Materials provided:

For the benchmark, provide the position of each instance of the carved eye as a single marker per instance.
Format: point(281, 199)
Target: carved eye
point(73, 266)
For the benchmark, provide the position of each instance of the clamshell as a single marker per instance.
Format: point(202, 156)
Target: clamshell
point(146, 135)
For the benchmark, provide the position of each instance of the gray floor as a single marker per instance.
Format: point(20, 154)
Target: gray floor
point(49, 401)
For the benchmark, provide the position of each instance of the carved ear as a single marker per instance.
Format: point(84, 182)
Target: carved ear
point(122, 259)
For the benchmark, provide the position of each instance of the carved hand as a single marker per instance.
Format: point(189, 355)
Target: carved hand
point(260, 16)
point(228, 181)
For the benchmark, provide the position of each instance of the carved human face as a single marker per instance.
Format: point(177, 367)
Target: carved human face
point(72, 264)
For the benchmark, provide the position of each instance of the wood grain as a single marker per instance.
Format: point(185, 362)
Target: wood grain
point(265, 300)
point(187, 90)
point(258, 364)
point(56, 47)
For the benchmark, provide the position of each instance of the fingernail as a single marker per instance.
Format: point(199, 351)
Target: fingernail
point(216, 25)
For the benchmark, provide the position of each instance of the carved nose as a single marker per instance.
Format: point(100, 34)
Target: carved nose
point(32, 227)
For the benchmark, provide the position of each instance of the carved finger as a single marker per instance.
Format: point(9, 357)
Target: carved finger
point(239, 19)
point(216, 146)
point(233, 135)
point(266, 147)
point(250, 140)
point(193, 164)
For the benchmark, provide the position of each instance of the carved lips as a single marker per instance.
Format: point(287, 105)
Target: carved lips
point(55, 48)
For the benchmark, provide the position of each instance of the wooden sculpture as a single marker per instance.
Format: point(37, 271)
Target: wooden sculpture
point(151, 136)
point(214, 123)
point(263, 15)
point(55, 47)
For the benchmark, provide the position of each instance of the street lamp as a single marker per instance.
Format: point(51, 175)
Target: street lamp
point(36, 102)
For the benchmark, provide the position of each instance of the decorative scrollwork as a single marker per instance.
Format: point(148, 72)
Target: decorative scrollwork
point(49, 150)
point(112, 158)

Goal of the exercise:
Rewrite the listing above with every occurrence of "benchmark" swapped for "test set", leaving everything else unchanged.

Response below:
For the test set, provide the position of each instance of the carved eye as a single marker per instance.
Format: point(281, 199)
Target: carved eye
point(73, 266)
For the test set, provide the position of each instance of the clamshell as a single marker per instance.
Format: point(202, 156)
Target: clamshell
point(146, 135)
For the test set, provide the position of each instance of the gray floor as a single marker per instance.
Format: point(20, 154)
Target: gray floor
point(49, 401)
For the test set, provide the position of each instance of the carved ear as a single marker per instance.
Format: point(84, 182)
Target: carved ear
point(122, 259)
For the test set, provide the position of each instance of the carved hand as a single marker per instance.
Format: point(189, 355)
Target: carved hand
point(260, 16)
point(228, 181)
For the test set, provide the position of each instance of the carved human face as a single marker per instance.
Format: point(177, 367)
Target: carved human face
point(72, 264)
For the test set, provide the position of each instance of the wood grain as a single marker per instance.
Format: point(185, 362)
Target: wood grain
point(265, 300)
point(187, 90)
point(258, 364)
point(56, 47)
For the test set, provide the position of each instance of the fingernail as a single marker per instance.
Format: point(199, 351)
Target: fingernail
point(216, 25)
For the test set, provide the position of each instance of the carved nose as a single marker per instance.
Format: point(100, 34)
Target: carved nose
point(32, 227)
For the test set, provide the position of each instance of the carved finger as a single marker per instance.
Format: point(9, 357)
Target: carved finger
point(239, 19)
point(216, 146)
point(233, 135)
point(266, 147)
point(250, 140)
point(193, 164)
For the test set, provide the position of each instance of the carved lips as a single marker per instance.
Format: point(287, 105)
Target: carved lips
point(55, 48)
For the test set, provide the position of each instance of the wooden sculpture as a single marker per instance.
Format: point(37, 271)
Target: wooden sculpture
point(151, 136)
point(214, 123)
point(263, 15)
point(55, 47)
For the test set, provide the position of each instance of the street lamp as a single marker per instance.
Format: point(51, 175)
Target: street lamp
point(36, 102)
For the test set, provide the position of each instance of the decorative scrollwork as a single marker per instance.
Format: point(148, 72)
Target: decorative scrollwork
point(49, 150)
point(112, 158)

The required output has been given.